● **Supplied material**:
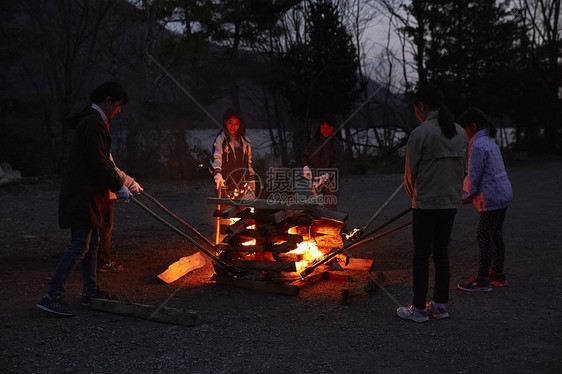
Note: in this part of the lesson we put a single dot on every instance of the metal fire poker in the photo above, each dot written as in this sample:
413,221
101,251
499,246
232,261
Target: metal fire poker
227,267
355,243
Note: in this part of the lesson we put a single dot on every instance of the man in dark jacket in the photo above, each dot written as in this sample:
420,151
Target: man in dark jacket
84,196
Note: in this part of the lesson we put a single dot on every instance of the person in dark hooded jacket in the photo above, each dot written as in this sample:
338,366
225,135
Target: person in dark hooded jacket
84,196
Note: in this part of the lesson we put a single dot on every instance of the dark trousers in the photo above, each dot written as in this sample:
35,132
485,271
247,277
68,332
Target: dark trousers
431,230
104,252
490,241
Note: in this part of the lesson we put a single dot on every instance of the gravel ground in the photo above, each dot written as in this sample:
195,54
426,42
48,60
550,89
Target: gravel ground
516,329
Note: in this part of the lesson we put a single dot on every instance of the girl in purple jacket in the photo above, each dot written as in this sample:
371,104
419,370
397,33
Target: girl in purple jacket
487,185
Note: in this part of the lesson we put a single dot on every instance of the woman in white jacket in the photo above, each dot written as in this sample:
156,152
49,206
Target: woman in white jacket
231,158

● **What you will do**:
Every record is to be repeated exactly, and no picture is carried over.

● **Answer section**:
Note: in this part of the lesson we put a single dot on every instance of the metal fire poker in the photo above, each dot written as in this sample:
413,221
101,251
499,246
232,261
Target: metal fire poker
227,267
355,243
Note: in this part of the lesson we put a single dot on every instance of the man in dark jacket in the photo above, each dot written as in this sample:
420,151
Target: man in dark jacket
84,196
Note: in this part of the lesson we put a single dot on every instance of the person in dark hooded jacket in the photo above, each dot written as in this sample:
338,366
225,135
Target: person in dark hooded jacket
84,196
Note: in this part of the lesson we put a single dot on every instance of the dark trousers in the photo above, each dot written as in this sample:
35,132
485,271
247,277
68,332
Target: dark trousers
431,230
104,252
490,241
Note: in this part of the lesson we put a single dot on every instance of the gravel ground in the photo above, each dot written as in this sample:
195,54
426,42
48,60
550,89
Target: gravel ground
516,329
Note: in this part of the lesson we put a single dot on every instance of the girl in purple jacket in the photo above, each dot written as in this sample:
371,104
419,370
397,33
Target: girl in purple jacket
487,185
Note: in this part of the lesson we put a single dot on every instance of the woman in white jacket in the photo above, each dot written as in this sample:
156,152
49,206
Target: woman in white jacket
231,158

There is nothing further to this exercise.